*SOURCE EXTRACT*
◆ ◆ ◆ ◆ ◆ ◆ ◆

CHAPTER XII
THE POLITICAL LEADER

THE North was awake, at last. Parker had chalked up ten victories for Slavery and but two for Freedom, but now all that would be changed. There were new Generals, and a new board of strategy. Away with the Fabian tactics of the past; the North was on the offensive, here was a party pledged to fight and leaders who were bold. "You have no idea of the change of feeling here," wrote Howe to Horace Mann, and Dana could tell Sumner that "There are few Compromise men left in Boston." All over the North there were stirrings of revolt. Massachusetts sent Henry Wilson to the Senate, Maine sent Fessenden, and from the President's own State came John Parker Hale. Ohio took Chase for Governor and put rough Ben Wade in his Senate seat, and all the genius of Douglas could not prevent the choice of Lyman Trumbull as his colleague from Illinois. Anthony Burns had done his work, and Douglas, with his Nebraska Bill.

◆ ◆ ◆ ◆ ◆ ◆ ◆

*YOUR TASKS*
1. Answer these questions from the chapter extract:
(a) How many victories for Slavery had Parker chalked up?
(b) Whom did Massachusetts send to the Senate?
(c) Whom did Ohio take for Governor?
2. Return every line of the listing that contains the string "segment".
The listing is unrelated to the chapter extract.

◆ ◆ ◆ ◆ ◆ ◆ ◆

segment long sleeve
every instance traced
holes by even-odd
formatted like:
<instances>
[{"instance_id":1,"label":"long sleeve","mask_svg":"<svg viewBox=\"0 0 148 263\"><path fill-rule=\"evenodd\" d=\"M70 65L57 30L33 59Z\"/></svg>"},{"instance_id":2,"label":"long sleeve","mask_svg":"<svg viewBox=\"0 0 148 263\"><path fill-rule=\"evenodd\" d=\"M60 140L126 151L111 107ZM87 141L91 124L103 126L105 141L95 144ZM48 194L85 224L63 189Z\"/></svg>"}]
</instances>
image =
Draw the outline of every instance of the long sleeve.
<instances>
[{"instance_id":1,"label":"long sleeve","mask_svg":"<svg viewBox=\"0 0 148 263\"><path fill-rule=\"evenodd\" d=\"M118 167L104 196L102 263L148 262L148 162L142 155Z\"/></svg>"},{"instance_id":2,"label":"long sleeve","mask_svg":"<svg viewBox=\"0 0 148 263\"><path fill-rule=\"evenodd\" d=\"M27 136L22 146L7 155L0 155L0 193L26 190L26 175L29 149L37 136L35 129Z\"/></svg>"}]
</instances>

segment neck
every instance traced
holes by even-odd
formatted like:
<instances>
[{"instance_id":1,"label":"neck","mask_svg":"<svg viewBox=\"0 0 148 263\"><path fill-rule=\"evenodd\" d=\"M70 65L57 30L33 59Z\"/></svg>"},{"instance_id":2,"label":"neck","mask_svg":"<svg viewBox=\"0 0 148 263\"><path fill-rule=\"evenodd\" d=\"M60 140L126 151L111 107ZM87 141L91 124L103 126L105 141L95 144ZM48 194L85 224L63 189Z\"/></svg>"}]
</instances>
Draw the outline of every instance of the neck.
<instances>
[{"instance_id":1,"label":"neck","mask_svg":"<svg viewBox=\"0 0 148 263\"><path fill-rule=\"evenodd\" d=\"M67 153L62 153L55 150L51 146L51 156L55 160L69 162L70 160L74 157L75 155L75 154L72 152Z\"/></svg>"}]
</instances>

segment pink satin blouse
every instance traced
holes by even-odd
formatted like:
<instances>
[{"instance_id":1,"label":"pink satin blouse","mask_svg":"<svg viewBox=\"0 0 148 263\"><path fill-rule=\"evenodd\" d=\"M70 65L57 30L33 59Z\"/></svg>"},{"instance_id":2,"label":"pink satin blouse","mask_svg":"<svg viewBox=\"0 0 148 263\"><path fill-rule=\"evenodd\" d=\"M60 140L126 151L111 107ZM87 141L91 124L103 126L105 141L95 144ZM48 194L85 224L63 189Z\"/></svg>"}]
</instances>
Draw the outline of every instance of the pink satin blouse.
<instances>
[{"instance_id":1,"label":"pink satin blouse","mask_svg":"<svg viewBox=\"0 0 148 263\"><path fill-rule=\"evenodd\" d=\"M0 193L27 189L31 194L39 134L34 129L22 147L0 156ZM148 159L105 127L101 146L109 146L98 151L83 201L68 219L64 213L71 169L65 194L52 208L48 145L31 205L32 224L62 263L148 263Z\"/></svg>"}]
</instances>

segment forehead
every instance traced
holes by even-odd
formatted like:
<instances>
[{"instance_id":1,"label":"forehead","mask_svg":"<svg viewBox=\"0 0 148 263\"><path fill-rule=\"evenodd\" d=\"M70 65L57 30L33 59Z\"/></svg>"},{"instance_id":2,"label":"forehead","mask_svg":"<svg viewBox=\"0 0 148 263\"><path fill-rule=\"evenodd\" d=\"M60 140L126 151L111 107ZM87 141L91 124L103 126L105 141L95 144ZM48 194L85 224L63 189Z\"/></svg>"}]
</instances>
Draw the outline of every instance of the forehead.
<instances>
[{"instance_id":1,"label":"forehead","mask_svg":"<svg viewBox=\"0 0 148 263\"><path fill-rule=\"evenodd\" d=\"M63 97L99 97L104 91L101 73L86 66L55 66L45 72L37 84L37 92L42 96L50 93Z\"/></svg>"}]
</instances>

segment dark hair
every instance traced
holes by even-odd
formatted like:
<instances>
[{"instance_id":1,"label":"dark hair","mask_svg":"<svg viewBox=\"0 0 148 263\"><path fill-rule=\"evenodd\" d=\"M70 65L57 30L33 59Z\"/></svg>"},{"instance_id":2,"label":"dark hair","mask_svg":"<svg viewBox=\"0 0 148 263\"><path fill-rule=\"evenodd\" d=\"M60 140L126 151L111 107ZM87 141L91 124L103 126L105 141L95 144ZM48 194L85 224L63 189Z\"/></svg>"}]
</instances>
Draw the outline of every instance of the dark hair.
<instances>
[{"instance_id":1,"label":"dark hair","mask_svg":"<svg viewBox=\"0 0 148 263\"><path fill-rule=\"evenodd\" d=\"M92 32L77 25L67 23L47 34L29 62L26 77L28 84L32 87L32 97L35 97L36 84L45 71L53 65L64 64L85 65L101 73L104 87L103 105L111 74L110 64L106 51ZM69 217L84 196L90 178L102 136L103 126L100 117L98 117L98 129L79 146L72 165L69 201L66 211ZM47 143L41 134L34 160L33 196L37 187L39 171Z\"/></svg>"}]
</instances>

◆ ◆ ◆ ◆ ◆ ◆ ◆

*TASK RESPONSES*
1.
(a) Ten
(b) Henry Wilson
(c) Chase

2.
segment long sleeve
segment neck
segment pink satin blouse
segment forehead
segment dark hair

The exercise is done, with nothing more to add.